Texte source.
┄┄┄┄┄┄┄┄┄┄┄┄┄┄┄┄┄┄┄┄

PARIS: En coulisses, la Macronie l'admet sans fard: le chef de l'Etat n'a pas réussi, jusqu'ici, à esquisser son grand récit écologique qui parlerait "aux tripes" des Français. Et au moment de dévoiler lundi la "planification" tant attendue, Emmanuel Macron affiche un bilan environnemental en demi-teinte.
Après un premier mandat déjà contrasté, il avait promis en 2022 de changer de braquet. Le second quinquennat "sera écologique ou ne sera pas", avait-il lancé à Marseille entre les deux tours de la présidentielle.
Un an et demi plus tard, "le quinquennat n'est pour l'instant clairement pas écologique", déplore Anne Bringault, du Réseau Action Climat.
C'est tout l'enjeu de l'exercice de lundi, quand le président présentera aux Français la stratégie dont sa Première ministre Elisabeth Borne a déjà détaillé les contours aux partis et à la société civile. Objectif: aller "deux fois plus vite" pour respecter les engagements de réduction des émissions de gaz à effet de serre d'ici 2030.
Une fois n'est pas coutume, la cheffe d'Europe Ecologie Les Verts Marine Tondelier a salué "un constat très complet, très lucide et assez inédit". Mais elle a aussitôt appelé à passer à l'"action", avec un impôt "climatique" sur les grandes fortunes pour financer ce chantier herculéen - impôt dont l'exécutif ne veut pas entendre parler.
«Trop techno»
Pour Anne Bringault aussi, le plan doit être assorti de "financements sur plusieurs années", bien au-delà des sept milliards d'euros supplémentaires prévus pour 2024.
Surtout, cette politique, "il faut l'incarner". "Ce qu'on attend d'Emmanuel Macron, c'est qu'il donne sa vision d'où il veut emmener les Français, dans leur quotidien, comment ils vont se déplacer, se loger, se chauffer, s'alimenter", insiste-t-elle.
Jusqu'ici, ont circulé de cette planification écologique des efforts chiffrés secteur par secteur et 52 leviers d'action.
Longtemps jugé en retrait sur cette priorité d'Emmanuel Macron, son ministre de la Transition écologique Christophe Béchu est devenu intarissable, sortant dès qu'il le peut tableaux et graphiques accompagnant le plan.
Mais comment rendre tout cela digeste pour embarquer les Français ?
Selon plusieurs sources, l'entourage présidentiel a dû revoir à plusieurs reprises sa copie avant le rendez-vous de lundi, qui sera finalement une simple prise de parole du chef de l'Etat au terme d'une réunion ministérielle. Et le briefing organisé vendredi par l'Elysée pour la presse n'a pas permis de comprendre si des annonces fortes étaient à attendre.

┄┄┄┄┄┄┄┄┄┄┄┄┄┄┄┄┄┄┄┄

Liste des données.

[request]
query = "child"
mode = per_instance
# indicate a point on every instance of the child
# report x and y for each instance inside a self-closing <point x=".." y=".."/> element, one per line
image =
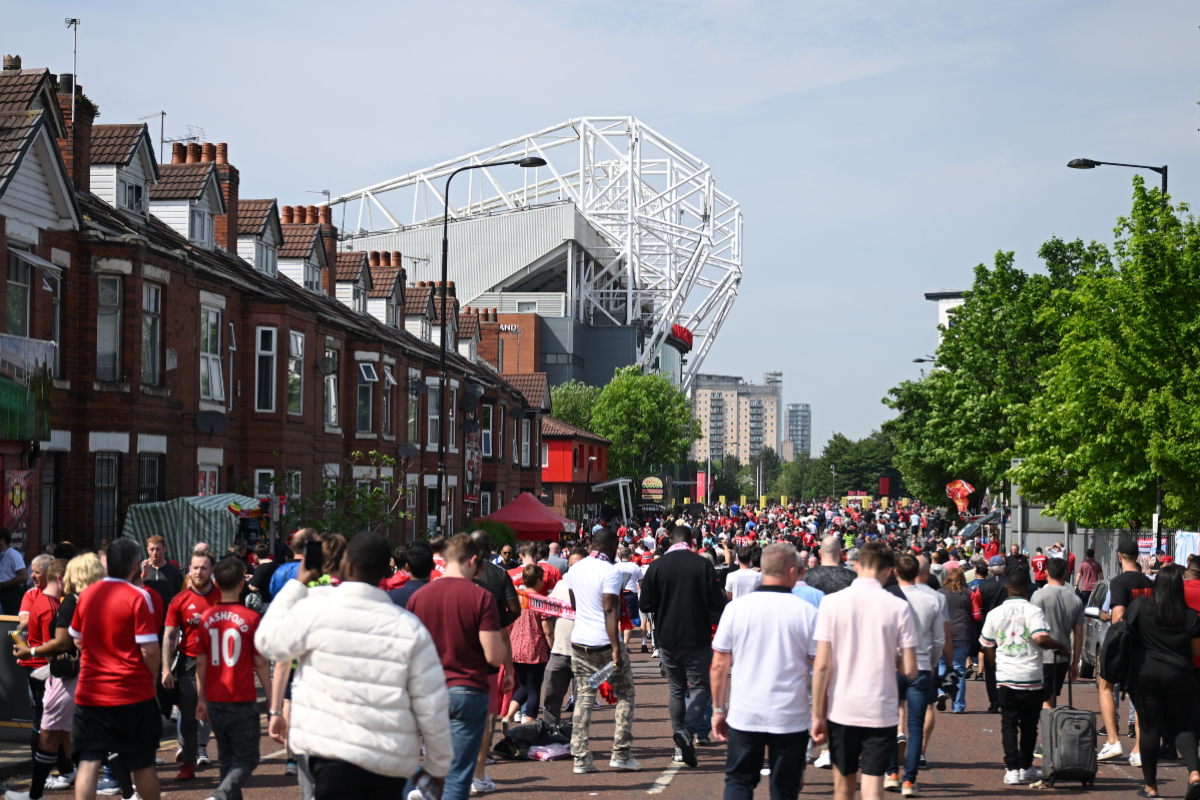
<point x="225" y="678"/>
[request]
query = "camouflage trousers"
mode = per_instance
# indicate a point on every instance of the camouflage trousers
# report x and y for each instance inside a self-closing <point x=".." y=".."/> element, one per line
<point x="586" y="663"/>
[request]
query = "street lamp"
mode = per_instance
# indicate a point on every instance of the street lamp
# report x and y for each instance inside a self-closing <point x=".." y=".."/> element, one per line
<point x="1087" y="163"/>
<point x="527" y="163"/>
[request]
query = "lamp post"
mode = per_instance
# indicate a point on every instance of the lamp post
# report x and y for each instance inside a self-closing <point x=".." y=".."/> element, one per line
<point x="1087" y="163"/>
<point x="528" y="163"/>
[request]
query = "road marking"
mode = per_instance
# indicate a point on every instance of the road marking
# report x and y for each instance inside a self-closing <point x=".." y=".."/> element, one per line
<point x="663" y="781"/>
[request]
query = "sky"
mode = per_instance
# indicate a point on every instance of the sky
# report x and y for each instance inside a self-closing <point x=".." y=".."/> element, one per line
<point x="880" y="150"/>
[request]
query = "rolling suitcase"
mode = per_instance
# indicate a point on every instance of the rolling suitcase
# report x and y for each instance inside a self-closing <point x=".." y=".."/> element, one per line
<point x="1068" y="744"/>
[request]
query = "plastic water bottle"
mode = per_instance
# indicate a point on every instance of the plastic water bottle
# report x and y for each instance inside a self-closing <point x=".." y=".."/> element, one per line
<point x="601" y="675"/>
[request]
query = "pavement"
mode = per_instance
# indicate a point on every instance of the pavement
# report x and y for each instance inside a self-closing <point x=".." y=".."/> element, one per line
<point x="965" y="762"/>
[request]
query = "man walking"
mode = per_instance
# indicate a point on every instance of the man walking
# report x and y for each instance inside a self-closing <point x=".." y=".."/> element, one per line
<point x="859" y="631"/>
<point x="682" y="591"/>
<point x="360" y="731"/>
<point x="766" y="638"/>
<point x="1013" y="637"/>
<point x="595" y="642"/>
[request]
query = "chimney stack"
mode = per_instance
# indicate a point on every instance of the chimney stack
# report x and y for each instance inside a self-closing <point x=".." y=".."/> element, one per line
<point x="76" y="149"/>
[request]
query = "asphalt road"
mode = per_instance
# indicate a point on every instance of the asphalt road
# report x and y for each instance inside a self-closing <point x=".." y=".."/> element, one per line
<point x="965" y="762"/>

┄┄┄┄┄┄┄┄┄┄┄┄┄┄┄┄┄┄┄┄

Objectif visé. D'après le texte source, à combien s'élèvent les financements supplémentaires prévus pour 2024 ?

Réponse attendue. Sept milliards d'euros supplémentaires.